* [Assignment]: Continue the news article about Joyce Walker's return to coaching girls basketball at Garfield High, starting after its last sentence.

* [Given passage]:
==*==

In the news:
Joyce Walker returning to coach at Garfield High
The legendary former Bulldogs player and coach, who endured a relapse into drug and alcohol abuse six years ago, will take over the girls basketball program.
Seattle Times staff reporter
Joyce Walker has been re-hired as Garfield High School’s girls basketball coach, a little more than six years after walking away from the program following a stunning relapse into drug and alcohol abuse after nearly 17 years of sobriety.
Garfield principal Ted Howard confirmed the hiring Tuesday and said he believes the decision is in players’ best interests and that he isn’t taking a gamble.
“She loves Garfield more than I love Garfield,” he said of Walker. “I’m not gambling. I’m not betting. I feel she’s proven she’ll get our kids where they need to go.”
Added Howard: “I’m thrilled.”
Walker, who led the Bulldogs to a state championship as a player in 1980 and as a coach in 2005, shares that sentiment.
“I believe I was born to teach on some level and basketball is in every fiber of my being, and what better than to do it in the place that you first started dreaming,” said Walker, who was in and out of treatment centers before she said she got clean and sober again in May 2008. “I don’t take this opportunity for granted. To come back to Garfield is really a dream.”
A dream she wasn’t certain she wanted to pursue again until the end of the 2012-13 season, after watching the Bulldogs flounder through a 2-18 campaign under interim coach Antwon Jones. Jones had been a last-minute substitute when an Italian coach who was hired couldn’t get his U.S. paperwork in order, according to Howard.
“I saw the struggle for the girls … and at the end of the season I started to get that yearning,” said Walker, whose first stint as Garfield coach began in 2000-01. “I said, I think I’m ready and it would be an honor to come back and work with the girls again.”
Walker, who turns 51 next month, is considered by many the best female basketball player in state prep history. She became a two-time All-American at Louisiana State, was an alternate on the 1984 U.S. Olympic Team and played professionally overseas before being one of the first women to join the Harlem Globetrotters.

==*==

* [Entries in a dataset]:
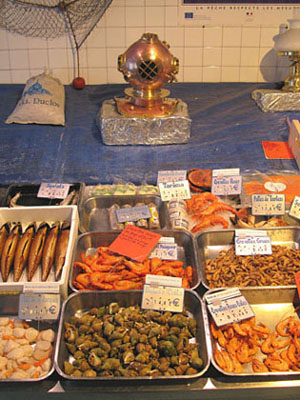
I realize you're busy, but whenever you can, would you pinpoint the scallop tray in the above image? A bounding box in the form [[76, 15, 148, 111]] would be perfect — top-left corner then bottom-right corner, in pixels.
[[0, 294, 59, 384], [55, 290, 210, 382]]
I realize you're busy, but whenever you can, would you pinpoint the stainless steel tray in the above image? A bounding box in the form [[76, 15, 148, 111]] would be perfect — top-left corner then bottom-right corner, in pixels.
[[79, 195, 168, 232], [195, 227, 300, 289], [55, 290, 210, 382], [69, 230, 200, 292], [0, 294, 58, 383], [203, 288, 300, 378]]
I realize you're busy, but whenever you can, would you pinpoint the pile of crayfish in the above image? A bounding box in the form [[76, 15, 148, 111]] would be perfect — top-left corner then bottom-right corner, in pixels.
[[72, 246, 193, 290], [210, 316, 300, 374], [186, 192, 239, 233]]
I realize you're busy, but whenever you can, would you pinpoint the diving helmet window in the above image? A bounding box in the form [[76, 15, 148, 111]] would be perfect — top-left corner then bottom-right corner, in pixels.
[[138, 60, 159, 81]]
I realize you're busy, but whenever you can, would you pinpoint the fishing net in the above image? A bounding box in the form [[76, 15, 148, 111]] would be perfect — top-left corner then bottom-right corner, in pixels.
[[0, 0, 112, 50]]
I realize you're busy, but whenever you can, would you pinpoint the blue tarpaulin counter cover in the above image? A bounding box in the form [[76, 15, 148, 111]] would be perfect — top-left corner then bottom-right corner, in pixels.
[[0, 83, 300, 185], [0, 83, 300, 400]]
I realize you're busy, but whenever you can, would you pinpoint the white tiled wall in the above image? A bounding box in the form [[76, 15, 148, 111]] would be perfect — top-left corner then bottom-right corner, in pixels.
[[0, 0, 289, 85]]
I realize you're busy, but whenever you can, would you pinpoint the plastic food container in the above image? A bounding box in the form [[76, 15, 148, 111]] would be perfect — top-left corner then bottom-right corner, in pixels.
[[80, 195, 168, 232], [0, 294, 58, 382]]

==*==

* [Result]:
Walker continued to volunteer time with girls and boys players at Garfield and coached the Garfield boys in the fall league the past three years. Howard, in his ninth year as Garfield principal, wasn’t sure how committed she was about returning for next season until she applied.
“Honestly, there’s no one better than Joyce,” Howard said. “Who wouldn’t want to be coached by Joyce, boys or girls?”
But Howard knew Walker’s relapse, and how she walked away from the program after the 2006-07 season, citing a cancer scare, would be questioned by some.
“She told me she’s an open book and said, ‘I’ll answer any question,’ ” Howard said. “I’ve asked her if she’s ready to actually stand up and be accountable for how she left … She left under a cloud and the girls were let down. We were let down.”
Howard said he isn’t worried about how her return will reflect on him.
“I’ve heard the innuendoes — ‘This is really going to look bad on you as a principal if you pick somebody that has done what she has done and she relapses,’ ” he said.
“I’ve said there’s no pressure on me. The pressure’s on Joyce. She knows what she can and can’t handle.
“To actually have this disease (addiction), as she’s said, and be clean for 15-16 years and have a relapse, then come back from it, my money’s on Joyce.”